EXERCISE DIRECTIONS =>
Reproduce the part of the rows below that opens with the line containing "above for weathered" and closes with the line containing "[99,109,171,579]", requests included. Shift every bounding-box coordinate in the answers by -106.

Dataset rows:
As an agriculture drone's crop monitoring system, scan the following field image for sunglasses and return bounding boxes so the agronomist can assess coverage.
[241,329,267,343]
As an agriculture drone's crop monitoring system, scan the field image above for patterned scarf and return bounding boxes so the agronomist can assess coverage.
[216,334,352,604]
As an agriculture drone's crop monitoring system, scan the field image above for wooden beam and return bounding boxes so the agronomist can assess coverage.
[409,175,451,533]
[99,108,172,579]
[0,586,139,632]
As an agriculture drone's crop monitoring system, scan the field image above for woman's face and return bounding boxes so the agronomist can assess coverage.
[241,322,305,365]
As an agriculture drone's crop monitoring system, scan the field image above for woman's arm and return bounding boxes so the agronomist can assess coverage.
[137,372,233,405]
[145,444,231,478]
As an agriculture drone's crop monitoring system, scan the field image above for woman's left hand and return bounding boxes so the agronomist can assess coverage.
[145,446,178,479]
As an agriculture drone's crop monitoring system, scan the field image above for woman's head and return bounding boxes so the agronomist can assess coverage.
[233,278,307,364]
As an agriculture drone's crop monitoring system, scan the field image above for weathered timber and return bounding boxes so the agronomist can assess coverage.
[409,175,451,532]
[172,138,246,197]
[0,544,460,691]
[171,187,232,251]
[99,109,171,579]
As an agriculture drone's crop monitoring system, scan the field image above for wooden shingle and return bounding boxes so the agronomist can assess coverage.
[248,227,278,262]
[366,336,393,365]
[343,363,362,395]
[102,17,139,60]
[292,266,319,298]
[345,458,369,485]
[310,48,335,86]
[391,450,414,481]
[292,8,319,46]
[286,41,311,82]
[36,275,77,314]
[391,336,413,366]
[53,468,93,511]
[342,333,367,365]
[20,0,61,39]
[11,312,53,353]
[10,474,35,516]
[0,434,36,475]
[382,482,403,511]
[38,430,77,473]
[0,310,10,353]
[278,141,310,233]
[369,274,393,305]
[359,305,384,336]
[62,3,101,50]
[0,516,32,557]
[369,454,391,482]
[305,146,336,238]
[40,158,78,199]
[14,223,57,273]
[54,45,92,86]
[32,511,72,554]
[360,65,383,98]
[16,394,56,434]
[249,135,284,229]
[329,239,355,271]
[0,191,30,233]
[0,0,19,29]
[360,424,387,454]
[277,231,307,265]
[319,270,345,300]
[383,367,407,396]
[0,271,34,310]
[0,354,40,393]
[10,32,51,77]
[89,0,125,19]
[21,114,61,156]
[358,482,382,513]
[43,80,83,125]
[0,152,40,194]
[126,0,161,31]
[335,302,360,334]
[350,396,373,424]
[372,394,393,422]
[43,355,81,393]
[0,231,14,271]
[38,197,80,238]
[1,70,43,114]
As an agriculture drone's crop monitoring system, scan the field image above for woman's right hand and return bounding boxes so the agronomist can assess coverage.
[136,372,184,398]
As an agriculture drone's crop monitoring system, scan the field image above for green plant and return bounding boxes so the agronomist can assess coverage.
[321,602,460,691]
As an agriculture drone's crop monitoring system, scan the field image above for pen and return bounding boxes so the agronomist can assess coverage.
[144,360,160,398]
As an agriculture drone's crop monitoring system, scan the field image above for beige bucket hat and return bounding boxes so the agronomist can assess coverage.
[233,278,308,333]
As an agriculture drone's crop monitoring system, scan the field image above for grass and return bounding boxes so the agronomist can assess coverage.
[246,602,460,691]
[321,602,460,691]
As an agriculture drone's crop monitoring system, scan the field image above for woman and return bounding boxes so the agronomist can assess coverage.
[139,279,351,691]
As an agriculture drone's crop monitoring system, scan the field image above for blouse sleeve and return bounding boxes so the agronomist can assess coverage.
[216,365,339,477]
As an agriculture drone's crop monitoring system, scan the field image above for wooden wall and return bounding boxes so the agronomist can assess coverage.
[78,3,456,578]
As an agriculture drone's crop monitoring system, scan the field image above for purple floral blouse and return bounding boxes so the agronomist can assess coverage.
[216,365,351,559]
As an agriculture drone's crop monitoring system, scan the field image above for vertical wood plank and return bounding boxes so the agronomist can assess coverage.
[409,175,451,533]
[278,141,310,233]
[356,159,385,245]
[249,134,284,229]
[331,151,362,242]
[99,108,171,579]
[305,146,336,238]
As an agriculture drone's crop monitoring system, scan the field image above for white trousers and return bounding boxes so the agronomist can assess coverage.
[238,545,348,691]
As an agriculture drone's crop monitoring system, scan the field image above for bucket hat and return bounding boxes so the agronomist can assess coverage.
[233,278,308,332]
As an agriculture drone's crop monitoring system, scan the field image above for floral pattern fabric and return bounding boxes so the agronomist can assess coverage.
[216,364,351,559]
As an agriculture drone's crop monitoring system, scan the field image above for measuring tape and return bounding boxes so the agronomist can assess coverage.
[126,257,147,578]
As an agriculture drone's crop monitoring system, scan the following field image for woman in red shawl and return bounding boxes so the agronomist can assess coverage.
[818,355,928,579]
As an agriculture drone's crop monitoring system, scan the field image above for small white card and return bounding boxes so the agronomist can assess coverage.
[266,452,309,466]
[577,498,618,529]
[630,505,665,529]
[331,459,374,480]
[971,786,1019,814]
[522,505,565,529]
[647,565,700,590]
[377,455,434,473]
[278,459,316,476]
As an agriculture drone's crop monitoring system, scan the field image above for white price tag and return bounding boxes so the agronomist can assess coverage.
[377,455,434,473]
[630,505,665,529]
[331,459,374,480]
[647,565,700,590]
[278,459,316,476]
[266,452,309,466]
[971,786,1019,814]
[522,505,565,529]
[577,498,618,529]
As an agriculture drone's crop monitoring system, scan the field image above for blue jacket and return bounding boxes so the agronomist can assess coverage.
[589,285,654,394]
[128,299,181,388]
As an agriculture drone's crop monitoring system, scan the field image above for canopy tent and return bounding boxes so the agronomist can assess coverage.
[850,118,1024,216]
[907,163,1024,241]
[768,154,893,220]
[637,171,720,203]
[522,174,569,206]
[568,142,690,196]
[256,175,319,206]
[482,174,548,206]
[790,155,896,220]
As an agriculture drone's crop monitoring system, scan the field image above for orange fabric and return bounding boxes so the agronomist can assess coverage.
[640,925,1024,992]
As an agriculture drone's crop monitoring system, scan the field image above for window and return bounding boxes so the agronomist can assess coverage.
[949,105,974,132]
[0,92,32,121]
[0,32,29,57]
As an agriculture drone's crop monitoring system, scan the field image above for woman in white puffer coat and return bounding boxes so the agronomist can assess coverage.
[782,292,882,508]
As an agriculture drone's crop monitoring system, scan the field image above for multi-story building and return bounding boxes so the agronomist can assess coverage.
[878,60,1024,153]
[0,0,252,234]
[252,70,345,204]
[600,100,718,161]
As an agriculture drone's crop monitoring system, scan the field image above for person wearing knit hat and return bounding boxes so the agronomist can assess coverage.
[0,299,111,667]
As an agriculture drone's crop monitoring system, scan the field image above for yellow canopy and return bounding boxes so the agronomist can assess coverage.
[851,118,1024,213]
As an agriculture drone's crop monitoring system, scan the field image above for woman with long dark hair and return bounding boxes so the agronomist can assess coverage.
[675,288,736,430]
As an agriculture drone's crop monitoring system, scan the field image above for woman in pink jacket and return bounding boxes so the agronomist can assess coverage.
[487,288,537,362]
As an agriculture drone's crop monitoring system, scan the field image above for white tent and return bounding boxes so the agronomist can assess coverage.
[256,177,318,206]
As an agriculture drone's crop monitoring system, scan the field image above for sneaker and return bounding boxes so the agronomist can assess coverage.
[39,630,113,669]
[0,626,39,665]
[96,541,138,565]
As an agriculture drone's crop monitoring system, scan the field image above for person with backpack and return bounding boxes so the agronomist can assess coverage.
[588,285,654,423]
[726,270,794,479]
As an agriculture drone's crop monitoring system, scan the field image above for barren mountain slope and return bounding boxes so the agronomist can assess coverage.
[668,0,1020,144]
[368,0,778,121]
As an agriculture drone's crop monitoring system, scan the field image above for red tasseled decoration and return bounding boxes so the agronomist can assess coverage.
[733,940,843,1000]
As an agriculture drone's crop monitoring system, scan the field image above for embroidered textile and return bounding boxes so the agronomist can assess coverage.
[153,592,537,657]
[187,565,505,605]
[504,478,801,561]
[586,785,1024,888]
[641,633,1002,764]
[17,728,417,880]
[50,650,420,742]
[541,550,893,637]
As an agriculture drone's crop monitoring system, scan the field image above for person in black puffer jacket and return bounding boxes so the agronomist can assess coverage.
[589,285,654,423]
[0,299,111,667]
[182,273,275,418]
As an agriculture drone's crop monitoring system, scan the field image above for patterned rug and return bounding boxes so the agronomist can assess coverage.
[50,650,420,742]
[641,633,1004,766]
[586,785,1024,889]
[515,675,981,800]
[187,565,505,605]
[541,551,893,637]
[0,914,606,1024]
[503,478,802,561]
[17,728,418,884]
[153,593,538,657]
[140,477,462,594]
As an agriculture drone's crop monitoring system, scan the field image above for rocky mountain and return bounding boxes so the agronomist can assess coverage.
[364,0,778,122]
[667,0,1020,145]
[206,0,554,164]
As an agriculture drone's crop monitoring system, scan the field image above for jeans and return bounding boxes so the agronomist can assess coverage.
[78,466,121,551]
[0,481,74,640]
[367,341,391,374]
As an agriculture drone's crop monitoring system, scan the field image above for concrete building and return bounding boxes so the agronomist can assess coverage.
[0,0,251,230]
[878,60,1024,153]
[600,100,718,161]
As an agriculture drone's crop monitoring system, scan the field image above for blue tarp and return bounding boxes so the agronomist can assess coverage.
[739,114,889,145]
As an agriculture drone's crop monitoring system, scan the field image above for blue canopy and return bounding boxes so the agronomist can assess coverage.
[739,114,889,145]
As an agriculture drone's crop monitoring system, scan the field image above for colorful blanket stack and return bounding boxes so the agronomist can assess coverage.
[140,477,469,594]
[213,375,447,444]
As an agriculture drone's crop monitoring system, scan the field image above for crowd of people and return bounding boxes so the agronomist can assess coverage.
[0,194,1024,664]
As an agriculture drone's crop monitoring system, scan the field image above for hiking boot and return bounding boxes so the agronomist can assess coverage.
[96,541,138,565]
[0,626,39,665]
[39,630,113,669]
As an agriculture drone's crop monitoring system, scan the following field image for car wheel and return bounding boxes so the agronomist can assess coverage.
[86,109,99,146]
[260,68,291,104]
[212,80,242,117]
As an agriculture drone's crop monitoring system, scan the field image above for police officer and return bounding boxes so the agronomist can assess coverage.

TASK SOLUTION =>
As an agriculture drone's crop monitoring system, scan the field image above for weathered timber and return bounding boxes so the agronomist can assess coverage.
[303,69,345,426]
[66,32,140,91]
[-106,438,354,585]
[65,81,126,145]
[-7,3,65,473]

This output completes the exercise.